#### [The request]
Reproduce the following lines word for word, with nothing changed.

#### [Extracted information]
************

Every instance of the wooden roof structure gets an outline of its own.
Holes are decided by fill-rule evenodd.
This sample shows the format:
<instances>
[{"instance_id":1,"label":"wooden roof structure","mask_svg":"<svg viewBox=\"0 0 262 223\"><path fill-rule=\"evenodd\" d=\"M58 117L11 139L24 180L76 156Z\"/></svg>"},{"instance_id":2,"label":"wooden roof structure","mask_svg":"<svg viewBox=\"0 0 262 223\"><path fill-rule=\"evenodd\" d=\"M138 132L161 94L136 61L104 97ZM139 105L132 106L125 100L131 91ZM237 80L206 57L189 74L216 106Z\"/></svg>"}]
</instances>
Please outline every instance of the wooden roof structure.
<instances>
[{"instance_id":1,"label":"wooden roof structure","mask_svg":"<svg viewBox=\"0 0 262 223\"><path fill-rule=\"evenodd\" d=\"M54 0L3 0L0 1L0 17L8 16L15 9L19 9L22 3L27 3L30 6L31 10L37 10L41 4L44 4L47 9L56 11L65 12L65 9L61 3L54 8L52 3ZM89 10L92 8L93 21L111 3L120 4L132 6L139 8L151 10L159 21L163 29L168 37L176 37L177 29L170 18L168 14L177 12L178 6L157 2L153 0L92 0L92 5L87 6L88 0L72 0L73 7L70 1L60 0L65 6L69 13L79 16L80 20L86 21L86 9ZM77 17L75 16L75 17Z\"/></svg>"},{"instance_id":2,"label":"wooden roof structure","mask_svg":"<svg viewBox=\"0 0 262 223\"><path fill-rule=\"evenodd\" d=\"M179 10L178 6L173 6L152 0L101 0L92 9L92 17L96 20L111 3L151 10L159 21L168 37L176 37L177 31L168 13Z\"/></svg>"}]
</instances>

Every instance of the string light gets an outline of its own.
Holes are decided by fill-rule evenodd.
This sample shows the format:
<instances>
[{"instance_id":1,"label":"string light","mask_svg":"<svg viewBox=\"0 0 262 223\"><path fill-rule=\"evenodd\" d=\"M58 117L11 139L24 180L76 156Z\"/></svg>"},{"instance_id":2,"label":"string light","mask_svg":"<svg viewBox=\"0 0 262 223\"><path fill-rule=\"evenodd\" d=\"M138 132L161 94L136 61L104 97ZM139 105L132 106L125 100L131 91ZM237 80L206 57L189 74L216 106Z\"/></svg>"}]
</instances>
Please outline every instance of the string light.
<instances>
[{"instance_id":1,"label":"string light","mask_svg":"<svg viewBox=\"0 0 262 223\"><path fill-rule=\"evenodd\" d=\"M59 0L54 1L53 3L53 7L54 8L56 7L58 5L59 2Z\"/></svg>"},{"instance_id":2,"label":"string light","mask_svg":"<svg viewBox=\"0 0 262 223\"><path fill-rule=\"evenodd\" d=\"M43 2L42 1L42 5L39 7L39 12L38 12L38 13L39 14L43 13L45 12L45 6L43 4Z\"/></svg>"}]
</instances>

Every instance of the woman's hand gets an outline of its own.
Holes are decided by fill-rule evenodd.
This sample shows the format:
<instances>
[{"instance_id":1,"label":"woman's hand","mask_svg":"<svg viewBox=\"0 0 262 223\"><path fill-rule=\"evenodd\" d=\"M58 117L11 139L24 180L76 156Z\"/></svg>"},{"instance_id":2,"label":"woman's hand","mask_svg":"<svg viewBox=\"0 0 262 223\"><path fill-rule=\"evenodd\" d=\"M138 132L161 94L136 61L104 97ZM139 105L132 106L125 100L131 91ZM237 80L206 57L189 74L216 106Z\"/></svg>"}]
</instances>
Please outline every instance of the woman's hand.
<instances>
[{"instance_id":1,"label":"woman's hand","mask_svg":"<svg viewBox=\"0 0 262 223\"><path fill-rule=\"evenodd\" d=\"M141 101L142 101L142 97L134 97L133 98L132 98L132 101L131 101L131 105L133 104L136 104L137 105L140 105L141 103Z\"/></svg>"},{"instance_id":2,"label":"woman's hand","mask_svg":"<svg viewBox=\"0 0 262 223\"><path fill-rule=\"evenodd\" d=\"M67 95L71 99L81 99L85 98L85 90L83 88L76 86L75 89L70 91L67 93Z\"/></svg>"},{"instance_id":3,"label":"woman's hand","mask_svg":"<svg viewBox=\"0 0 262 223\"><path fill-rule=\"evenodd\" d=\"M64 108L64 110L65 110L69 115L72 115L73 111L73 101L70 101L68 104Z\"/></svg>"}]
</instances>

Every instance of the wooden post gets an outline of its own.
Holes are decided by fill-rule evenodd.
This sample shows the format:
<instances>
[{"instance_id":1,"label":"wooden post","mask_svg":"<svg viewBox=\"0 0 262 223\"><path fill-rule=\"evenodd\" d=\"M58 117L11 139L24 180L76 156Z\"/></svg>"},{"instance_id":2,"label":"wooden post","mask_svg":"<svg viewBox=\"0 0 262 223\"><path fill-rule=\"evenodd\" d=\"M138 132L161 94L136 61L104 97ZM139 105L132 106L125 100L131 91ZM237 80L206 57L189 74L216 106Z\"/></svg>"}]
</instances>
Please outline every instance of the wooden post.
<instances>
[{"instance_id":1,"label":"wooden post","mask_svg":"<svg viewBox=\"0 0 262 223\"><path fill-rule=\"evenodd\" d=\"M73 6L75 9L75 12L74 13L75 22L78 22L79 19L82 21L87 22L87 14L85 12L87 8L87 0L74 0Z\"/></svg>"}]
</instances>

************

#### [The response]
Every instance of the wooden roof structure gets an outline of its own.
Holes are decided by fill-rule evenodd.
This sample shows the format:
<instances>
[{"instance_id":1,"label":"wooden roof structure","mask_svg":"<svg viewBox=\"0 0 262 223\"><path fill-rule=\"evenodd\" d=\"M58 117L11 139L24 180L76 156Z\"/></svg>"},{"instance_id":2,"label":"wooden roof structure","mask_svg":"<svg viewBox=\"0 0 262 223\"><path fill-rule=\"evenodd\" d=\"M138 132L161 94L136 61L104 97ZM139 105L132 106L125 100L131 91ZM237 80L206 57L189 74L216 106Z\"/></svg>"}]
</instances>
Please outline every instance of the wooden roof structure.
<instances>
[{"instance_id":1,"label":"wooden roof structure","mask_svg":"<svg viewBox=\"0 0 262 223\"><path fill-rule=\"evenodd\" d=\"M54 0L3 0L0 1L0 17L8 16L15 9L19 9L22 3L27 3L30 6L31 10L37 10L41 4L44 4L47 9L56 11L65 12L65 9L61 3L54 8L52 3ZM89 10L92 8L93 21L111 3L120 4L132 6L139 8L151 10L159 21L163 29L168 37L176 37L177 29L170 18L168 14L177 12L178 6L157 2L153 0L92 0L92 5L87 6L88 0L72 0L73 7L70 1L60 0L65 6L69 13L79 16L80 20L86 21L86 9ZM77 17L75 16L75 17Z\"/></svg>"},{"instance_id":2,"label":"wooden roof structure","mask_svg":"<svg viewBox=\"0 0 262 223\"><path fill-rule=\"evenodd\" d=\"M179 10L178 6L173 6L152 0L101 0L92 9L92 17L96 20L111 3L151 10L159 21L168 37L176 37L177 31L168 13Z\"/></svg>"}]
</instances>

Every instance of the string light gets an outline of its own.
Holes are decided by fill-rule evenodd.
This sample shows the format:
<instances>
[{"instance_id":1,"label":"string light","mask_svg":"<svg viewBox=\"0 0 262 223\"><path fill-rule=\"evenodd\" d=\"M58 117L11 139L24 180L76 156Z\"/></svg>"},{"instance_id":2,"label":"string light","mask_svg":"<svg viewBox=\"0 0 262 223\"><path fill-rule=\"evenodd\" d=\"M138 132L161 94L136 61L104 97ZM139 105L132 106L125 100L131 91ZM237 80L206 57L189 74L216 106Z\"/></svg>"}]
</instances>
Please outline every instance of the string light.
<instances>
[{"instance_id":1,"label":"string light","mask_svg":"<svg viewBox=\"0 0 262 223\"><path fill-rule=\"evenodd\" d=\"M59 0L54 1L53 3L53 7L54 8L56 7L58 5L59 2Z\"/></svg>"},{"instance_id":2,"label":"string light","mask_svg":"<svg viewBox=\"0 0 262 223\"><path fill-rule=\"evenodd\" d=\"M43 2L42 1L42 5L39 7L39 12L38 12L38 13L39 14L43 13L45 12L45 6L43 4Z\"/></svg>"}]
</instances>

Every instance of the woman's hand gets an outline of its own.
Holes are decided by fill-rule evenodd.
This sample shows the format:
<instances>
[{"instance_id":1,"label":"woman's hand","mask_svg":"<svg viewBox=\"0 0 262 223\"><path fill-rule=\"evenodd\" d=\"M58 117L11 139L24 180L76 156Z\"/></svg>"},{"instance_id":2,"label":"woman's hand","mask_svg":"<svg viewBox=\"0 0 262 223\"><path fill-rule=\"evenodd\" d=\"M138 132L161 94L136 61L104 97ZM139 105L132 106L125 100L131 91ZM237 80L206 57L189 74L216 106Z\"/></svg>"}]
</instances>
Please outline every instance of the woman's hand.
<instances>
[{"instance_id":1,"label":"woman's hand","mask_svg":"<svg viewBox=\"0 0 262 223\"><path fill-rule=\"evenodd\" d=\"M141 101L142 101L142 97L134 97L133 98L132 98L132 101L131 101L131 105L133 104L136 104L137 105L140 105L141 103Z\"/></svg>"},{"instance_id":2,"label":"woman's hand","mask_svg":"<svg viewBox=\"0 0 262 223\"><path fill-rule=\"evenodd\" d=\"M67 95L71 99L81 99L85 98L85 90L83 88L76 86L75 89L70 91L67 93Z\"/></svg>"},{"instance_id":3,"label":"woman's hand","mask_svg":"<svg viewBox=\"0 0 262 223\"><path fill-rule=\"evenodd\" d=\"M64 108L64 110L65 110L69 115L72 115L73 111L73 101L70 101L68 104Z\"/></svg>"}]
</instances>

Every instance of the wooden post gets an outline of its own.
Holes are decided by fill-rule evenodd.
This sample shows the format:
<instances>
[{"instance_id":1,"label":"wooden post","mask_svg":"<svg viewBox=\"0 0 262 223\"><path fill-rule=\"evenodd\" d=\"M58 117L11 139L24 180L76 156Z\"/></svg>"},{"instance_id":2,"label":"wooden post","mask_svg":"<svg viewBox=\"0 0 262 223\"><path fill-rule=\"evenodd\" d=\"M138 132L161 94L136 61L104 97ZM139 105L132 106L125 100L131 91ZM237 80L206 57L189 74L216 106Z\"/></svg>"}]
</instances>
Please outline every instance of the wooden post.
<instances>
[{"instance_id":1,"label":"wooden post","mask_svg":"<svg viewBox=\"0 0 262 223\"><path fill-rule=\"evenodd\" d=\"M73 6L75 9L75 12L74 13L75 22L78 22L79 19L82 21L87 22L87 14L85 12L87 8L87 0L74 0Z\"/></svg>"}]
</instances>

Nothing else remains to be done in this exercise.